*What needs to be done*
Although the listing below holds pictures, reproduce only its lines from the one containing "Where can the player's outstretched" through the last, exactly and without them.

*Working data*
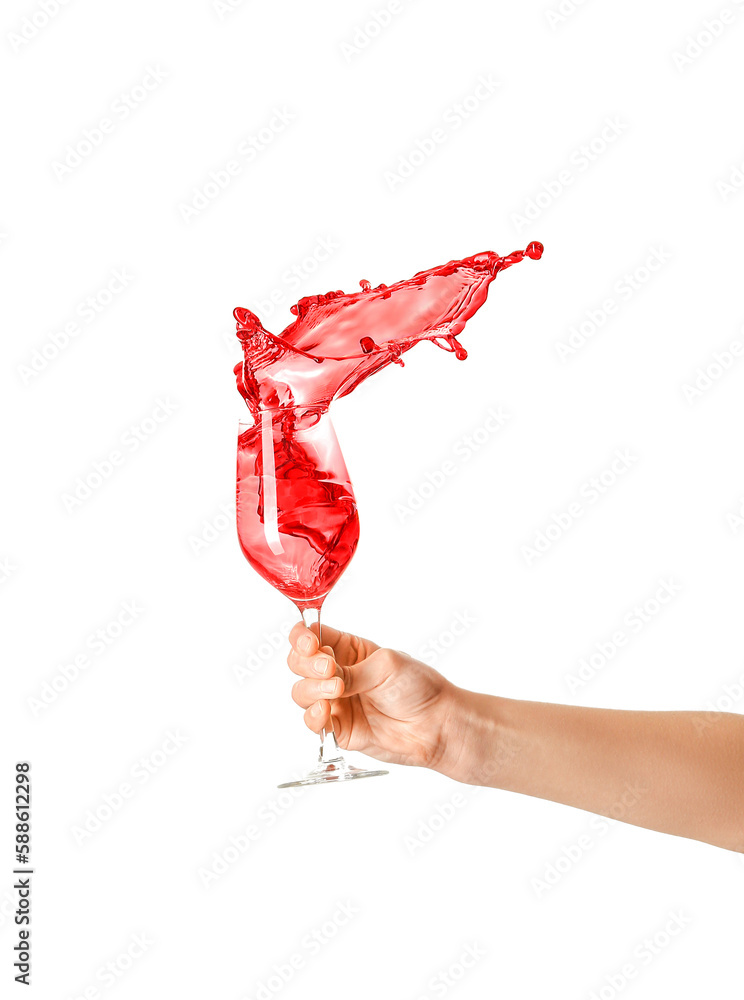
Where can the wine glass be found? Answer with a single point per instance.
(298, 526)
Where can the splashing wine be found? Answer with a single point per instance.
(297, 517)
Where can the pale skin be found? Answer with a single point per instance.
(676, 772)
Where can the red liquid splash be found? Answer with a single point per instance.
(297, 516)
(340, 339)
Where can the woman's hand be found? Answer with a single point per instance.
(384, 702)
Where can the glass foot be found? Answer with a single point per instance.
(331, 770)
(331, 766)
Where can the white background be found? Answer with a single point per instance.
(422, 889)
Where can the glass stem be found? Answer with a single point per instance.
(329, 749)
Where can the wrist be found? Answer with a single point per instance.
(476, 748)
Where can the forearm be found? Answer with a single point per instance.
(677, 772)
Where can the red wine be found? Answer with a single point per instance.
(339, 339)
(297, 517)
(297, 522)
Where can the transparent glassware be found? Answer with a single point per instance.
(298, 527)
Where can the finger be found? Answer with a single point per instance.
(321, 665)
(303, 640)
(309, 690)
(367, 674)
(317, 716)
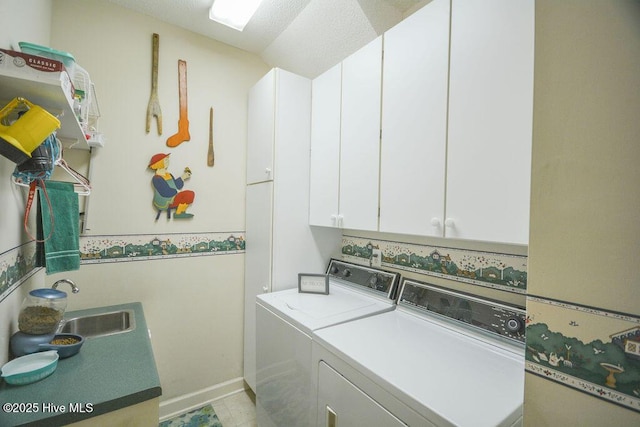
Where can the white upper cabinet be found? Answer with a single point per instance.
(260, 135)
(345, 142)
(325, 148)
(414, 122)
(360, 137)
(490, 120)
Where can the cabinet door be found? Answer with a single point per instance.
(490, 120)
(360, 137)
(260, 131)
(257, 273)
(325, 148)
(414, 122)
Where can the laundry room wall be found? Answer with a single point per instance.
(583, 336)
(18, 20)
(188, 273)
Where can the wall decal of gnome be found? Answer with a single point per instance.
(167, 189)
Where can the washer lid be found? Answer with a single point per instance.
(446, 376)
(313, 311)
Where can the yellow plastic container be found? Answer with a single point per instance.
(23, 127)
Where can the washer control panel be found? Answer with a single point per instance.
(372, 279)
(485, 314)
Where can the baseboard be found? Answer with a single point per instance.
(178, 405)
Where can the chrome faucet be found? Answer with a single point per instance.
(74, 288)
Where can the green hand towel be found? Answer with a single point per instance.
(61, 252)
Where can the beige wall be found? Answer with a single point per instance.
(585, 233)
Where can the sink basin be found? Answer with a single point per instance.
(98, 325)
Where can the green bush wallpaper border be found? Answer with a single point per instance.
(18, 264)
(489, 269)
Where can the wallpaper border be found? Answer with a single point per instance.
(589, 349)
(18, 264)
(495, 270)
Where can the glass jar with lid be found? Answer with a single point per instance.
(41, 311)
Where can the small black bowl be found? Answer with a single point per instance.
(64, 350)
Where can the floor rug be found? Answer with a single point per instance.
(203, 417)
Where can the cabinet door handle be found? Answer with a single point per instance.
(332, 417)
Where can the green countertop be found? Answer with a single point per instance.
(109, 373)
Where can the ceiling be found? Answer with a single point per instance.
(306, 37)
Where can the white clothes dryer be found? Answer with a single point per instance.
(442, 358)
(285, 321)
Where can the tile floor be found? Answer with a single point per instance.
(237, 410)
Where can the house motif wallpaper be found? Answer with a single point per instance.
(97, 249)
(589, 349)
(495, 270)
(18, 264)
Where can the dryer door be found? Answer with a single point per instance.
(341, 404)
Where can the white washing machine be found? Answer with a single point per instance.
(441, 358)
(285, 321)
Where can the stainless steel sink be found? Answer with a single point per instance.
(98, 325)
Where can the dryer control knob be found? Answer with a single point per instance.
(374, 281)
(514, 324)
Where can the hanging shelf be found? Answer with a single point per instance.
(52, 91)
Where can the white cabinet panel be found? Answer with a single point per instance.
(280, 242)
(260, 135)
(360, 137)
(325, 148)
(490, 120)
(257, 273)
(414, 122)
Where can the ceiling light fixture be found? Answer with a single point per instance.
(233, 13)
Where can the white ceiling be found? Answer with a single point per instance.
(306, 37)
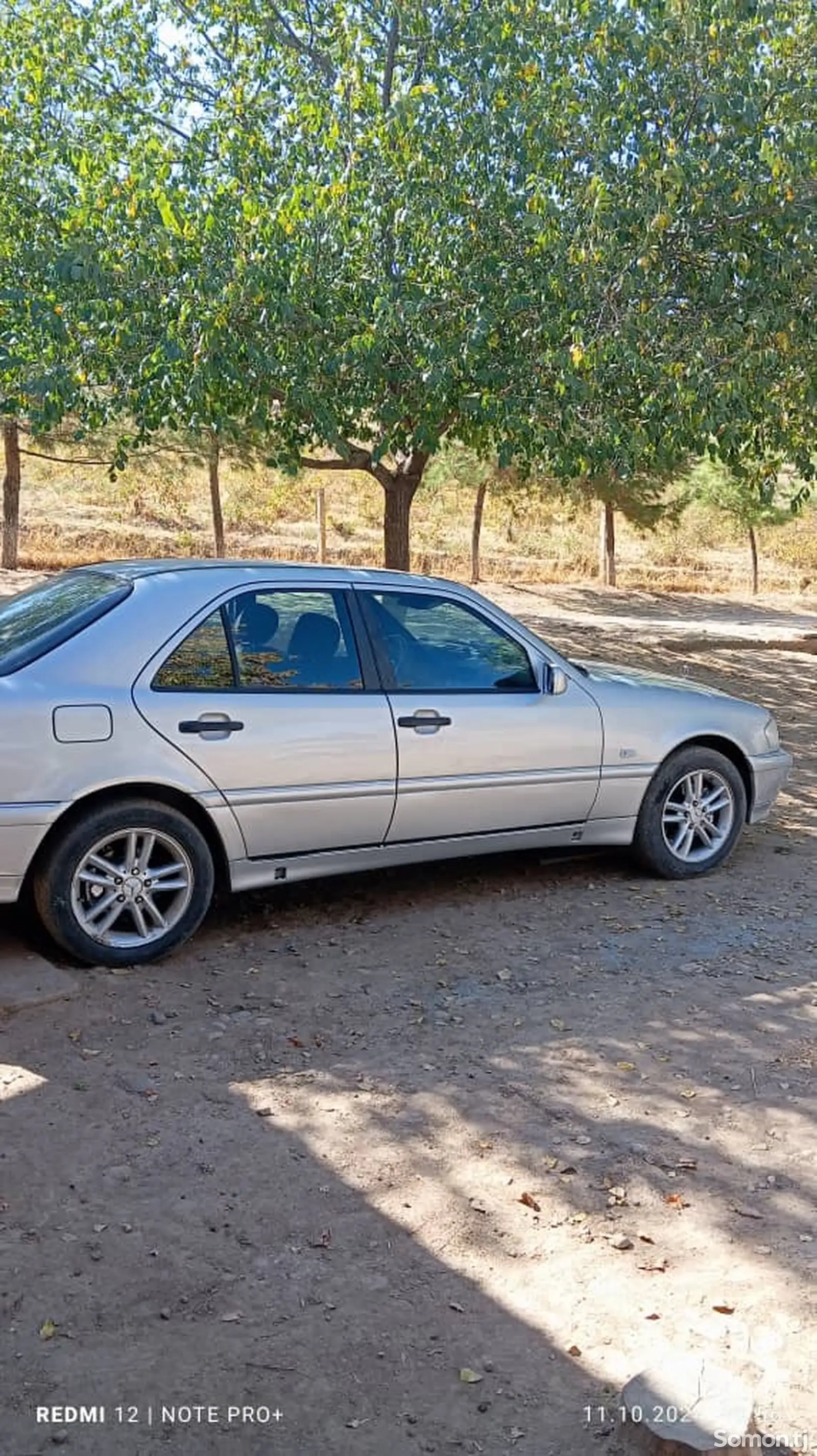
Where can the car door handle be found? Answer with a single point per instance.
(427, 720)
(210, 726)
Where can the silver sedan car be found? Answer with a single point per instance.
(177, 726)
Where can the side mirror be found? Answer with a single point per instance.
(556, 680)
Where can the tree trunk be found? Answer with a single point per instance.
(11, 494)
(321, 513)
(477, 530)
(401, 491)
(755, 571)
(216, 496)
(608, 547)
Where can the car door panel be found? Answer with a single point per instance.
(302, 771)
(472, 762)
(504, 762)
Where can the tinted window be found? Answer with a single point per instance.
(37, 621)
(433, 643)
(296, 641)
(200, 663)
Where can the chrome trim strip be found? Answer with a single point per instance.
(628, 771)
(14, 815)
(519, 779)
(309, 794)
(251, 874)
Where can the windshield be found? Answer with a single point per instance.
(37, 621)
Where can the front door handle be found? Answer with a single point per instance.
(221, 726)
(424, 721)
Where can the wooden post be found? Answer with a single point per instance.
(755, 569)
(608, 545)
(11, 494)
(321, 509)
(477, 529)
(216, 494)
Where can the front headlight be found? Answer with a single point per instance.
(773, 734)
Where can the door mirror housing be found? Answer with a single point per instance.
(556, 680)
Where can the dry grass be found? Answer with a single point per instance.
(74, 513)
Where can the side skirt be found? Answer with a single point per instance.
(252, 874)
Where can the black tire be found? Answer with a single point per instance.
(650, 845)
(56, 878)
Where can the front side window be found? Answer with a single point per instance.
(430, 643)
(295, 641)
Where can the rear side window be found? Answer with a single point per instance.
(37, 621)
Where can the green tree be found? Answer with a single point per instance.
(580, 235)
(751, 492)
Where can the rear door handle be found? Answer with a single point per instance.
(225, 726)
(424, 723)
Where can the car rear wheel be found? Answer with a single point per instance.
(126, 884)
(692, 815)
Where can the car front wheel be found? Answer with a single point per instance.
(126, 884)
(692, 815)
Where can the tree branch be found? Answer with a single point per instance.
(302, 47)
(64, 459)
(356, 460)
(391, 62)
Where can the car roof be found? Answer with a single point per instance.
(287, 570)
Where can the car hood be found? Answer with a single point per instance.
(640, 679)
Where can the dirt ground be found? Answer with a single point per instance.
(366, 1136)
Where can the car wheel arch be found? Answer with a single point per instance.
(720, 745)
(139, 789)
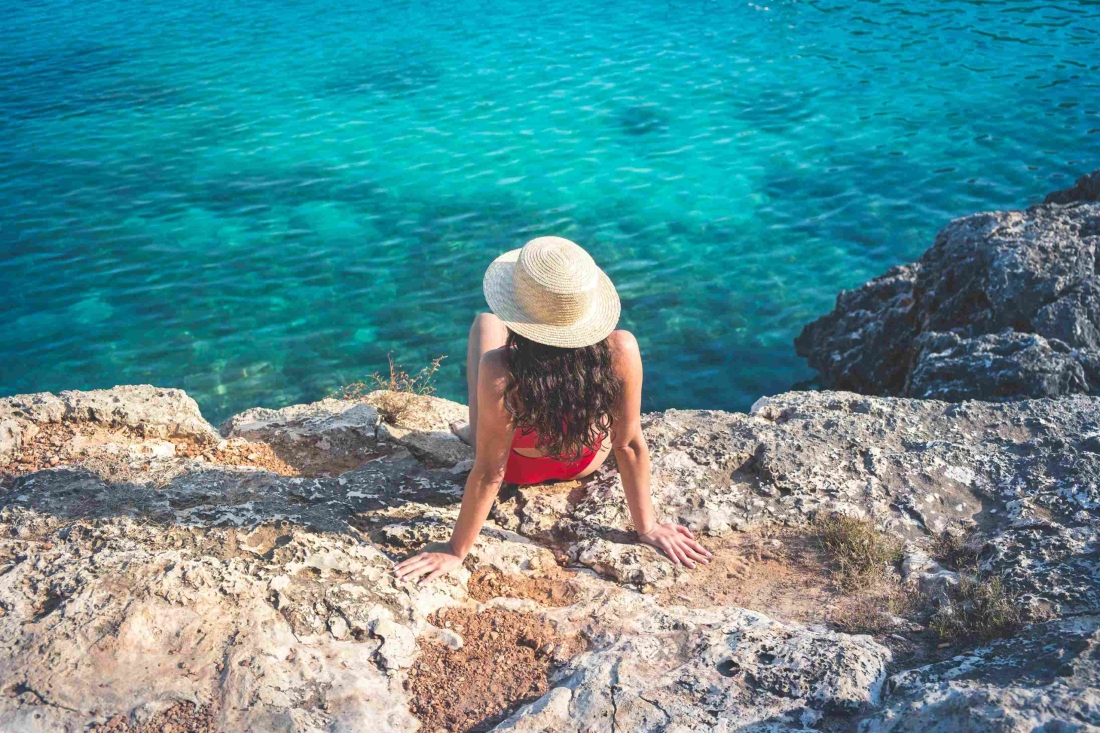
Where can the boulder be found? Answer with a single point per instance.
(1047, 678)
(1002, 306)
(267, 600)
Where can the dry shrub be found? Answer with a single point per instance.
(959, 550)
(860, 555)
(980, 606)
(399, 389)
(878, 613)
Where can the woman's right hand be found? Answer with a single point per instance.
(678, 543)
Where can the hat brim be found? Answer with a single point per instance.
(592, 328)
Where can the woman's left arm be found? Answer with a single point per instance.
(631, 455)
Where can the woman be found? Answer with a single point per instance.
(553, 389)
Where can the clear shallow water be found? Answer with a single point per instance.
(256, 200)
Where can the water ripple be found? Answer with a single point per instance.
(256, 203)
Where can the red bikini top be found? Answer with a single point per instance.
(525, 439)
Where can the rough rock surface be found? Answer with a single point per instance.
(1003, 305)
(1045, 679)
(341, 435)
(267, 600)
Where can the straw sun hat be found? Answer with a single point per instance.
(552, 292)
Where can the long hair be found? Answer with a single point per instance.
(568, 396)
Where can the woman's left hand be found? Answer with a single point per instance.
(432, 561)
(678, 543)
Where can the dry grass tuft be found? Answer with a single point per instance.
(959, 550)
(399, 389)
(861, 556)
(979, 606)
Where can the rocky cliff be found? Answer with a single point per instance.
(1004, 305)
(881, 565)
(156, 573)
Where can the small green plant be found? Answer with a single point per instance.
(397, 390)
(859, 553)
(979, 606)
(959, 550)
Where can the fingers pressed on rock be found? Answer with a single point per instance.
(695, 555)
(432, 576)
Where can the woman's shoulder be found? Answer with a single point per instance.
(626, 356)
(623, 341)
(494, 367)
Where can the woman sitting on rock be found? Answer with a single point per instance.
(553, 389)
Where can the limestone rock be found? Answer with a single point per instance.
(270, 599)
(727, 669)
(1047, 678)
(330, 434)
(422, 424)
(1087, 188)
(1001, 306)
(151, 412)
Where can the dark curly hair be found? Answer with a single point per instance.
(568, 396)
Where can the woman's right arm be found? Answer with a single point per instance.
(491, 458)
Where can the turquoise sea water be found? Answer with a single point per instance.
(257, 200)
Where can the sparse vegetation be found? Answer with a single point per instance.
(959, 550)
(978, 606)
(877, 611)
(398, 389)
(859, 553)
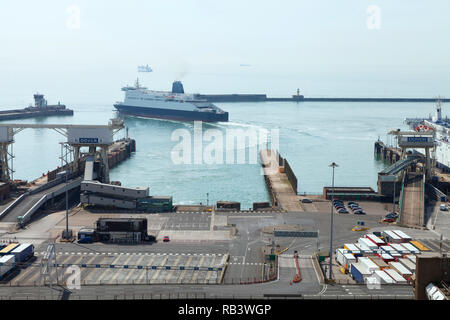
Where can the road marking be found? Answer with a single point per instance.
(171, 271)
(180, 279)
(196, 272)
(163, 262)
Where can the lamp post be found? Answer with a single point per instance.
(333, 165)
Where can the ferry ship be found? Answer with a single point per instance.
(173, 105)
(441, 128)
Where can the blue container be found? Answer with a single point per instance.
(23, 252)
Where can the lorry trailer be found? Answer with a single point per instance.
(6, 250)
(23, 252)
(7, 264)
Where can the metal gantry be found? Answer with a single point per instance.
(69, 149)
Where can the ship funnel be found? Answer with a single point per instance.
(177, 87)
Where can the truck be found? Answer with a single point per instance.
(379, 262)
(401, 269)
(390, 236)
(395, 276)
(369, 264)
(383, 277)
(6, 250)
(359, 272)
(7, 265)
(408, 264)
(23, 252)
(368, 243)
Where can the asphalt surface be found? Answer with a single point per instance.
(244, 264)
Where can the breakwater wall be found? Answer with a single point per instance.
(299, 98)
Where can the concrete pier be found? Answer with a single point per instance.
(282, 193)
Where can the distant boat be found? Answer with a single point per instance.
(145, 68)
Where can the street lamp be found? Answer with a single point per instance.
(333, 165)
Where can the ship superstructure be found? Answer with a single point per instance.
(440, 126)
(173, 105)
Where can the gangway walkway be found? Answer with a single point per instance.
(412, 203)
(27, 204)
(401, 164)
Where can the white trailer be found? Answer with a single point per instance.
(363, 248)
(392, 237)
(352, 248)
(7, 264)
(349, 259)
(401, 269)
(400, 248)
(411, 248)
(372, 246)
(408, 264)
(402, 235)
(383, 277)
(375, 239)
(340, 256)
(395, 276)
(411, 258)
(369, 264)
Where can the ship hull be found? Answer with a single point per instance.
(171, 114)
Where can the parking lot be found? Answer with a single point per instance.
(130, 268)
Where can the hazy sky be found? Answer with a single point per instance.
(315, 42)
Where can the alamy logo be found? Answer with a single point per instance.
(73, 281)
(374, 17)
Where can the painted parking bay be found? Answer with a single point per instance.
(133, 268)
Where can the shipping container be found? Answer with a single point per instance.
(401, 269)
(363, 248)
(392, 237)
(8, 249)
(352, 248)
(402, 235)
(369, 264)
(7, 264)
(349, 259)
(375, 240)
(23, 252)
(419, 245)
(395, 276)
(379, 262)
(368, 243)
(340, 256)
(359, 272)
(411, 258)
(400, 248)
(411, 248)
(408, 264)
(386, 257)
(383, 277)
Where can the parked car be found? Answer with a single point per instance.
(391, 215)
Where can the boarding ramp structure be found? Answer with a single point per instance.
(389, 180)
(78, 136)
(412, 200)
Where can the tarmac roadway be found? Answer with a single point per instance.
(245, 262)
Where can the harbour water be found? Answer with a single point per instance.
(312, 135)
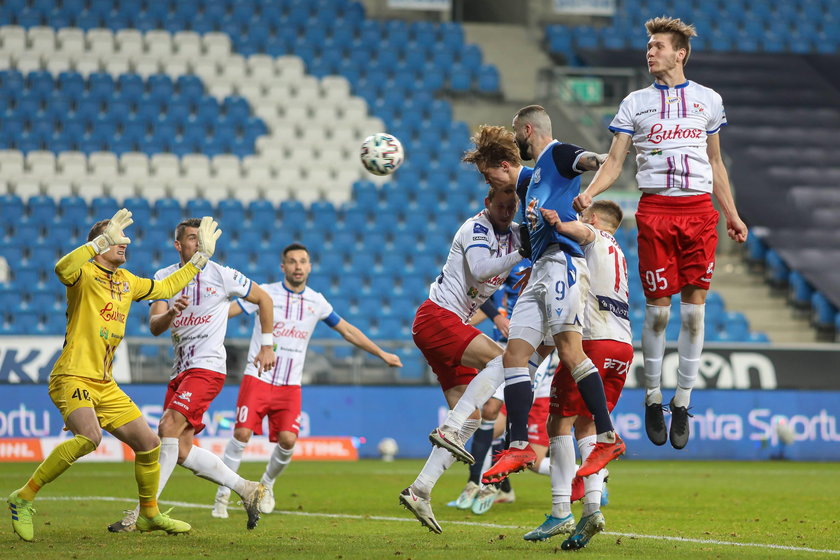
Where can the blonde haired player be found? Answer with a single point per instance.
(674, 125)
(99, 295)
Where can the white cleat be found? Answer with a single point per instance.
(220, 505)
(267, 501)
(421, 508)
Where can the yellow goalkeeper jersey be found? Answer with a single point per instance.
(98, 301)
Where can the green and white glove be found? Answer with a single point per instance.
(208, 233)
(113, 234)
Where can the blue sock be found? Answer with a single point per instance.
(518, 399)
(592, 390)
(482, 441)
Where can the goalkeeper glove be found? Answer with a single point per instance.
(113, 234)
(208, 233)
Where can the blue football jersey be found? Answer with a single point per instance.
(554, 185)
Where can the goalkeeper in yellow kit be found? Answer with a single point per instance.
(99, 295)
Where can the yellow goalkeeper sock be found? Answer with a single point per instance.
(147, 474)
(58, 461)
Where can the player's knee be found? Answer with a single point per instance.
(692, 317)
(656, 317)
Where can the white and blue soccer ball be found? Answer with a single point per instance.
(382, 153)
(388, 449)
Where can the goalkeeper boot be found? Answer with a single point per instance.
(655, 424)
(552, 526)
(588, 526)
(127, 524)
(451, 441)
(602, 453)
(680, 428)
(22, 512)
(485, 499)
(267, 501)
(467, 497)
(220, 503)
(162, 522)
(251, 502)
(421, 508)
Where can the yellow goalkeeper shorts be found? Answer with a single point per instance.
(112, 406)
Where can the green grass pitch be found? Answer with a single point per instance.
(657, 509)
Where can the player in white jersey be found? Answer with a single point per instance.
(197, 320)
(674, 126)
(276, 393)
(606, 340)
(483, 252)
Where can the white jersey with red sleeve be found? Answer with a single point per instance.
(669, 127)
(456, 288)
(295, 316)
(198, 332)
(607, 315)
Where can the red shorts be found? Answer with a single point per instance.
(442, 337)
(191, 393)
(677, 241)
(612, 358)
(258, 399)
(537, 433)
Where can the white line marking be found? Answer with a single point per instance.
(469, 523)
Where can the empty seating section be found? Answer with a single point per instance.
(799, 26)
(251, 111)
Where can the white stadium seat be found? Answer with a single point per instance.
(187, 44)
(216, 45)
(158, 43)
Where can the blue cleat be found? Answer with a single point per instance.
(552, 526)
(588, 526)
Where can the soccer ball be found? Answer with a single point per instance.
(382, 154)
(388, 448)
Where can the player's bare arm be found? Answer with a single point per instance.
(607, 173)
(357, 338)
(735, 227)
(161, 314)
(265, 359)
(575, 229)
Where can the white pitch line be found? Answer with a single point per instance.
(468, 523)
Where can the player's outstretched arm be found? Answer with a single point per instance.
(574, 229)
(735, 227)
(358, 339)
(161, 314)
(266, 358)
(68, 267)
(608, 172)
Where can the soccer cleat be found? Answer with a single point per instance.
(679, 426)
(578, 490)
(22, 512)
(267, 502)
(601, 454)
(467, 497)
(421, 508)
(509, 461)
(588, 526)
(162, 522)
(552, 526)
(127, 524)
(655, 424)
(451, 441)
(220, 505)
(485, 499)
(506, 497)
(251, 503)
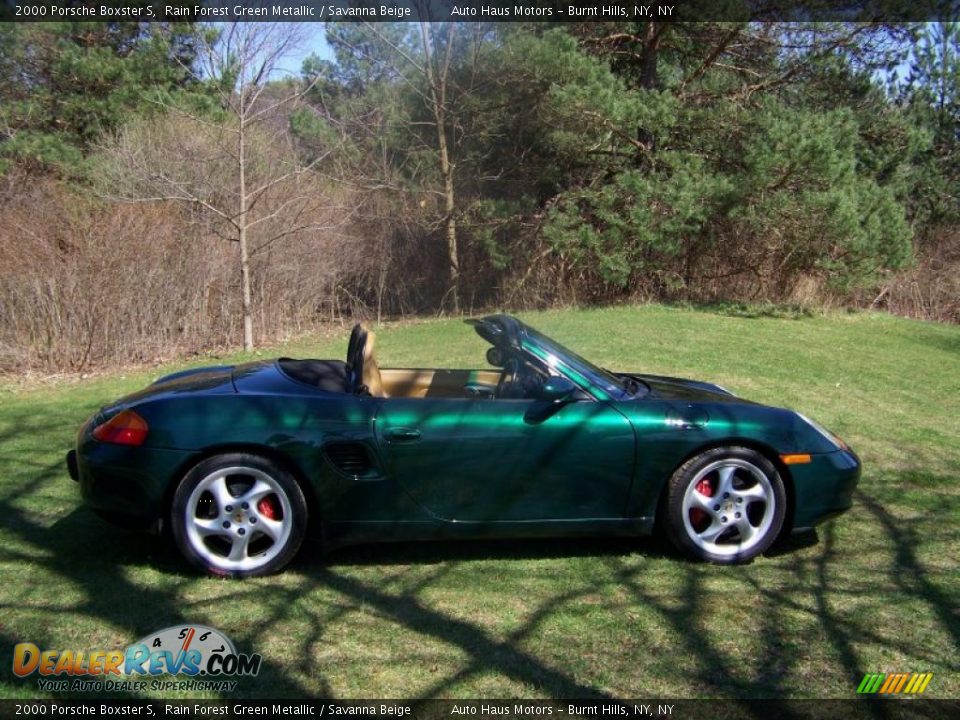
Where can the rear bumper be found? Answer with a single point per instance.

*Response below*
Where can the player's outstretched arm be found? Answer with a single point per instance.
(574, 229)
(735, 227)
(358, 339)
(161, 314)
(266, 358)
(68, 267)
(608, 172)
Where can the soccer cleat be found? Answer with a single point per instance.
(679, 426)
(578, 490)
(22, 512)
(267, 502)
(601, 454)
(467, 497)
(421, 508)
(509, 461)
(588, 526)
(162, 522)
(552, 526)
(127, 524)
(655, 424)
(451, 441)
(220, 505)
(485, 499)
(506, 497)
(251, 503)
Where can the rear bumper be found? Answer with a single point per instance.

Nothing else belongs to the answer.